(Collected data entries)
-*-*-

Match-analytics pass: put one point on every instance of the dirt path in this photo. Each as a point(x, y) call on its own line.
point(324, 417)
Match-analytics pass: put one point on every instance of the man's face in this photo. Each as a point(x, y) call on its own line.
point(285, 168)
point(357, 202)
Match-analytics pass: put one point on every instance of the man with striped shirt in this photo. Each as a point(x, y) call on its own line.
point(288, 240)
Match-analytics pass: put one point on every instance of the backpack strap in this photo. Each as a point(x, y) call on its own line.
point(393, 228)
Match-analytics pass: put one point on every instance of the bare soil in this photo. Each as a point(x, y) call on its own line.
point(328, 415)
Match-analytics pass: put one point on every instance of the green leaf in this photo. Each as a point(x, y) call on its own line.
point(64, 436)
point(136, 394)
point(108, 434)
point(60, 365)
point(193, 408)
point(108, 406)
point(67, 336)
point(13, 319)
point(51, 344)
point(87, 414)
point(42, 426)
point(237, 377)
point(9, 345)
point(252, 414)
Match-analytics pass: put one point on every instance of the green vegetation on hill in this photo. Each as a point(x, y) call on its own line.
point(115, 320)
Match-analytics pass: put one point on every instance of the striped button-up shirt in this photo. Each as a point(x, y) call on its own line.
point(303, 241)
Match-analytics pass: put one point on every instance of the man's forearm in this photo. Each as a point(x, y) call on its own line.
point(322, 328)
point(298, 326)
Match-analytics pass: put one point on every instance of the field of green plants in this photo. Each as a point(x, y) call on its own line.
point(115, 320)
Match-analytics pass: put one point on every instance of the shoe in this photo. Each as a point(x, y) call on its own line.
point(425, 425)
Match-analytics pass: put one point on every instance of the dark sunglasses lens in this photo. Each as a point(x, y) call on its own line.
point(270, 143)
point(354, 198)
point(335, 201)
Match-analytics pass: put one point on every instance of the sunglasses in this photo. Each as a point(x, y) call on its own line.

-*-*-

[TASK] Write out the lines from the start of the records through the line containing "point(393, 228)", both included, reproducing each one precisely.

[RIGHT ANSWER]
Match-analytics pass: put one point on every instance of the dirt path in this photo. Each as a point(x, y) call on its own line.
point(324, 417)
Match-analytics pass: put one point on every instance of the man's face in this photo. Each as a point(x, y) call on its own line.
point(285, 168)
point(357, 202)
Match-analytics pass: put one point on every instance of the man with striped shirt in this photo. Each as a point(x, y) call on its own line.
point(288, 240)
Match-analytics pass: put one point on every instance of the backpack strap in this photo. Each as a point(x, y) call on its own line.
point(393, 228)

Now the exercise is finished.